_Task item_
Every line below that holds the string "hospital" should be copied.

_Data supplied_
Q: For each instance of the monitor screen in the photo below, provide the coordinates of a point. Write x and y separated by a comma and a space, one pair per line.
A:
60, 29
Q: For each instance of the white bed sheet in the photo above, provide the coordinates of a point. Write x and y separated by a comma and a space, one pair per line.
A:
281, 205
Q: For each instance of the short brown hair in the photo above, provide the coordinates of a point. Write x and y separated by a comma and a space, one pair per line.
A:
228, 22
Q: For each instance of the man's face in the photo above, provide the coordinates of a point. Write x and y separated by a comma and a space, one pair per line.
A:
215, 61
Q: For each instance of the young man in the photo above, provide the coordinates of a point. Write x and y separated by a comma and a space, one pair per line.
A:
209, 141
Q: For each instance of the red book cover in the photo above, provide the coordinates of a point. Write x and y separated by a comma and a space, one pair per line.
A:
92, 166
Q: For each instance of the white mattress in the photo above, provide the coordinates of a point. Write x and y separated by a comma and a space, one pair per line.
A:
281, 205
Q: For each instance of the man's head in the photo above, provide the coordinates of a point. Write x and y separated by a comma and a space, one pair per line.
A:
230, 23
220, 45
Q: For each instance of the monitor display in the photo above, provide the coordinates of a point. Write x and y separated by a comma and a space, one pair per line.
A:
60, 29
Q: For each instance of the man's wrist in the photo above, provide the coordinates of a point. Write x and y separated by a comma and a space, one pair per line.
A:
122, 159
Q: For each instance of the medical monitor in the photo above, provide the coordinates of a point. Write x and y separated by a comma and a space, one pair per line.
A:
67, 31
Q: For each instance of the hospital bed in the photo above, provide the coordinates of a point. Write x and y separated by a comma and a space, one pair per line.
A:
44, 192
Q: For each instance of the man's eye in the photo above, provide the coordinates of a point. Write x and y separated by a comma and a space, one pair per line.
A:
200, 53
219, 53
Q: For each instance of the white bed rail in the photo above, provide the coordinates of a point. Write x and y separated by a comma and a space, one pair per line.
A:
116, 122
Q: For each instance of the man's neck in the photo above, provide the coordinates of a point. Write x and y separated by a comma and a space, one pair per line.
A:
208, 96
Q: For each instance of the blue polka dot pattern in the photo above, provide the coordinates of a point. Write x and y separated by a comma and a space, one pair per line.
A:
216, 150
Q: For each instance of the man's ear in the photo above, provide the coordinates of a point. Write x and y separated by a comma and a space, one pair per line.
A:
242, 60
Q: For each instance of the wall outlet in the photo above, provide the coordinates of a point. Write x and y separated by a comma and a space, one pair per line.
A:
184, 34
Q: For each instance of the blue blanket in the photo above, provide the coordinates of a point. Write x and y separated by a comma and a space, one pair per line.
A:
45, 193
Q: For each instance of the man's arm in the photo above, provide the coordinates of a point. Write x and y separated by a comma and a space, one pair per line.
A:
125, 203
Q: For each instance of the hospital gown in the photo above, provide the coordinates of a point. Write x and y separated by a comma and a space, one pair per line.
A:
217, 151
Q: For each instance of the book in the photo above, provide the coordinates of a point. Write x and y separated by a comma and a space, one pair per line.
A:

_Finished task_
Q: For each instance of the hospital bed in the photo above, provide the coordinates of a point. Write x and y separated by a comma and a space, one pair per line.
Q: For each instance of the hospital gown in the photo above, provide the coordinates of a point. Write x and y separated by a comma and a space, one pair per line.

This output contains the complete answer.